Document excerpt
This morning’s sales propaganda from Integral Life starts with the question “are you making as much money as you want”? It goes on to flog a new wealth-generating attitude scheme from internet marketer Eben Pagan:

Notice everything going on in your mind and emotions right now, everything set in motion by the question of money. If you’re feeling a bit of a charge, take a moment. Settle into it. Make new use of an old yoga practice, and… Breathe into your checking account. Notice any sensations that may arise.

You probably outgrew your exclusive identification with the achievement mentality a long time ago. You no longer experience your drive for success as who you are. Instead, it is a part of you. But how comfortably does that part sit with you? Does it flow effortlessly into your life or does it keep you up at night?

We’re writing you to recommend a program that will dramatically improve your relationship with wealth and help your achiever do what it does best… to achieve! It was created by our friend and colleague Eben Pagan. Eben is a longtime student of the human potential and personal growth movements with a solid understanding of integral theory and the values of the integral movement. Plus, he is, shall we say… well-qualified to talk about success.

What is needed
Do the statements below agree with the Integral Life sales pitch? 1. The pitch opens by asking whether you are making as much money as you want. 2. It suggests breathing into your savings account. 3. Eben Pagan created the program it recommends. Answer yes or no for each, and quote the words from the pitch that decide it. The entries that follow come from a separate source.

Information given
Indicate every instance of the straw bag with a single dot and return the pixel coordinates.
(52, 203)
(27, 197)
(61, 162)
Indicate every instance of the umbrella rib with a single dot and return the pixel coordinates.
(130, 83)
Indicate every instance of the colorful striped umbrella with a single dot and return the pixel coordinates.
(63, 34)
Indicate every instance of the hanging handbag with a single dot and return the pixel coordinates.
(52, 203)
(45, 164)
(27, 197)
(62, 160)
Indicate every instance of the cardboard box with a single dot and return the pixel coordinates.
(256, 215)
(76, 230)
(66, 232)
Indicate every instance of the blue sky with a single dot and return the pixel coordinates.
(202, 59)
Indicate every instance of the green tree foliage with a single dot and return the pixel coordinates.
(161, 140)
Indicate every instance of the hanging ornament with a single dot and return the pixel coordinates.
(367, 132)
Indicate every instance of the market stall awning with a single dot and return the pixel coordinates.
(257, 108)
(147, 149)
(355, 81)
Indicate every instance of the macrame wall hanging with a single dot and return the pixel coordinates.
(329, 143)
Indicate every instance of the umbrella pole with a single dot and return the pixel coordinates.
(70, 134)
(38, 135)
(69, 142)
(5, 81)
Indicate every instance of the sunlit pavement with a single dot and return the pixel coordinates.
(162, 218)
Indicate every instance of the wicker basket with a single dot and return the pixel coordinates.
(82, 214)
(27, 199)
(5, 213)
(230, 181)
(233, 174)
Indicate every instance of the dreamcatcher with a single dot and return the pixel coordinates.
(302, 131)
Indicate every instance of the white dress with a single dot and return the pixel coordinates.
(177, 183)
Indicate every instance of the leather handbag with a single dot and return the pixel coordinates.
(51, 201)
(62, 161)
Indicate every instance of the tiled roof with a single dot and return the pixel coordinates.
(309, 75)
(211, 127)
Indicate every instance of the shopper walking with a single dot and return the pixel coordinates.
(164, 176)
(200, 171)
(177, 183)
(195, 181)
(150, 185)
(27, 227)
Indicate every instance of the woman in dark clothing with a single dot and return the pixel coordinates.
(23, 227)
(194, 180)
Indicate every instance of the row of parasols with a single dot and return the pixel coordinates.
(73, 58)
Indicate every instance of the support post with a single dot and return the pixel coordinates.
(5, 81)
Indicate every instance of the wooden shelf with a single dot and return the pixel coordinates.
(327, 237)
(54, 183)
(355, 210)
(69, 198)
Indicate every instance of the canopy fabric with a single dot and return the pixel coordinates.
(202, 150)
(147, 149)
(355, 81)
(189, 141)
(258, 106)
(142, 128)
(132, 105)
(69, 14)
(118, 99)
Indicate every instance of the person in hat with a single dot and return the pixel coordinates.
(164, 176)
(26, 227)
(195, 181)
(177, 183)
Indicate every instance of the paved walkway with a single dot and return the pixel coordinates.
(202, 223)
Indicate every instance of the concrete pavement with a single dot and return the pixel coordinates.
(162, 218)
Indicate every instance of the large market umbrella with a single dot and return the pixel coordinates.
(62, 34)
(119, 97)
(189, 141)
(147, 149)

Reply
1. Yes: "starts with the question “are you making as much money as you want”?"
2. No: "Breathe into your checking account."
3. Yes: "It was created by our friend and colleague Eben Pagan."